Exercise task – Reproduce all of the data below, substituting "a single point per instance" for every occurrence of "one pin per instance" and leaving everything else unchanged.

-- start Input for this task --

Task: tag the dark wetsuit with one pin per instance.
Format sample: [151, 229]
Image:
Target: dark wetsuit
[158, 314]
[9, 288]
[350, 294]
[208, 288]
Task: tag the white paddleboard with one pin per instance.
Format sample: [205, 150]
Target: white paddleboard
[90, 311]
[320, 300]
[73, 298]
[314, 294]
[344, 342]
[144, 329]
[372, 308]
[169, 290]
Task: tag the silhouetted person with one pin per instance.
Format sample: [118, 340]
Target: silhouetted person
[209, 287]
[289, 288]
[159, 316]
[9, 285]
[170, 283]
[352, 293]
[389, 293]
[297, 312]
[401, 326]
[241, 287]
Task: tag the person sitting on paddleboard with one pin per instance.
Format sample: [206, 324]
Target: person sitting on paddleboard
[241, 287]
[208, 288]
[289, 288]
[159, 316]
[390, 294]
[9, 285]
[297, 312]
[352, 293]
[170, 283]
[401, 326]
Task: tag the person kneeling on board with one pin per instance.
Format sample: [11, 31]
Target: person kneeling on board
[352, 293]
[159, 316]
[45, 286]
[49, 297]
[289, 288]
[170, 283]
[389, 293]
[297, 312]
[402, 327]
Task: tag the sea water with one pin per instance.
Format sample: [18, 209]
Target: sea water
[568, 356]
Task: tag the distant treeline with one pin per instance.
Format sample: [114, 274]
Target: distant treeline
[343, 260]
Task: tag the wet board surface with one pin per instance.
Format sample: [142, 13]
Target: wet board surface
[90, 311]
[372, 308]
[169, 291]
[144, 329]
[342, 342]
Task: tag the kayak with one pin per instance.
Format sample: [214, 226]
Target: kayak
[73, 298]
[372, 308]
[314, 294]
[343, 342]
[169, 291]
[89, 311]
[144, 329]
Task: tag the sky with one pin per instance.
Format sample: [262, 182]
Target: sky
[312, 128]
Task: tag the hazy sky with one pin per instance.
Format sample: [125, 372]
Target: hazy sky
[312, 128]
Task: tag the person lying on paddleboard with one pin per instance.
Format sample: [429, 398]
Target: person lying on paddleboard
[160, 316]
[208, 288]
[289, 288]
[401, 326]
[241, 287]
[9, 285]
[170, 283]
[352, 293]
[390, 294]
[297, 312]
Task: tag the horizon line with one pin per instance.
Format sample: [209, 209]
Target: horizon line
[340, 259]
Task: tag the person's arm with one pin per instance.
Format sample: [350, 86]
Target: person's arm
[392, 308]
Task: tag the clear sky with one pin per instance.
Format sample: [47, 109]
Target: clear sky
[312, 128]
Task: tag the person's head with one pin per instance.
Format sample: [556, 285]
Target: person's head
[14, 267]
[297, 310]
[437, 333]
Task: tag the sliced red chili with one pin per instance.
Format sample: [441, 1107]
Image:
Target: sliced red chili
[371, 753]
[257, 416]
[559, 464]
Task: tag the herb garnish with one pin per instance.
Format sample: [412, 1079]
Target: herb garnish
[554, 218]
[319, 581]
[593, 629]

-- end Input for this task --

Result for this task –
Task: tag the dark wetsuit with a single point per instance.
Format sample: [151, 229]
Image:
Target: dark wetsuit
[158, 314]
[9, 288]
[350, 294]
[208, 288]
Task: tag the white paddleboard with a single point per instance.
Format sample: [205, 150]
Target: white paddleboard
[90, 311]
[320, 300]
[73, 298]
[314, 294]
[344, 342]
[144, 329]
[372, 308]
[169, 290]
Task: tag the silhouetted person with a single point per instance.
Format sample: [118, 340]
Target: silhouetted person
[209, 287]
[289, 288]
[159, 316]
[9, 285]
[170, 283]
[352, 293]
[389, 293]
[297, 312]
[401, 326]
[241, 287]
Task: tag the person sitting on paddleboard with a single point per instance.
Format sample: [206, 324]
Target: person sitting on paddleboard
[241, 287]
[208, 288]
[289, 288]
[159, 316]
[390, 294]
[9, 285]
[297, 312]
[352, 293]
[170, 283]
[401, 326]
Task: tag the person kneeling on board with a single point per instance.
Format sample: [11, 31]
Target: person kneeling on board
[352, 293]
[159, 316]
[45, 286]
[49, 297]
[289, 288]
[170, 283]
[389, 293]
[297, 312]
[402, 327]
Task: tag the sea water with a single point per instance.
Format sample: [18, 209]
Target: sea water
[568, 356]
Task: tag the distant treeline with a single point per instance.
Format sample: [114, 274]
Target: distant treeline
[343, 260]
Task: tag the wet board surface with a single point per instance.
Format sample: [142, 13]
Target: wet board surface
[90, 311]
[372, 308]
[169, 291]
[144, 329]
[342, 342]
Task: tag the kayak with a single point per instance.
Format sample: [214, 226]
Target: kayak
[73, 298]
[372, 308]
[314, 294]
[343, 342]
[169, 291]
[89, 311]
[144, 329]
Task: tag the sky with a single point per instance.
Format sample: [262, 182]
Target: sky
[312, 128]
Task: tag the hazy sky with a single point per instance.
Format sample: [125, 372]
Target: hazy sky
[312, 128]
Task: tag the person lying on paddleboard with a single point per instance.
Format sample: [429, 398]
Target: person lying on paddleboard
[160, 316]
[208, 288]
[289, 288]
[401, 326]
[241, 287]
[9, 285]
[170, 283]
[352, 293]
[390, 294]
[297, 312]
Task: tag the horizon line with a single point per instance.
Format sample: [209, 209]
Target: horizon line
[340, 259]
Task: tag the person's arm with a single point per instance.
Format sample: [350, 86]
Target: person's arm
[392, 308]
Task: tag the clear sky with a single point per instance.
Format sample: [47, 109]
Target: clear sky
[312, 128]
Task: tag the person's head with a single point per instance.
Format sample: [556, 285]
Target: person's head
[14, 267]
[297, 310]
[437, 333]
Task: tag the sliced red chili with a single point per instance.
Format sample: [441, 1107]
Image:
Target: sliced red chili
[371, 753]
[257, 416]
[559, 464]
Task: tag the herb garnish with a single point per instance.
Format sample: [412, 1079]
Target: herb garnish
[554, 218]
[319, 581]
[593, 629]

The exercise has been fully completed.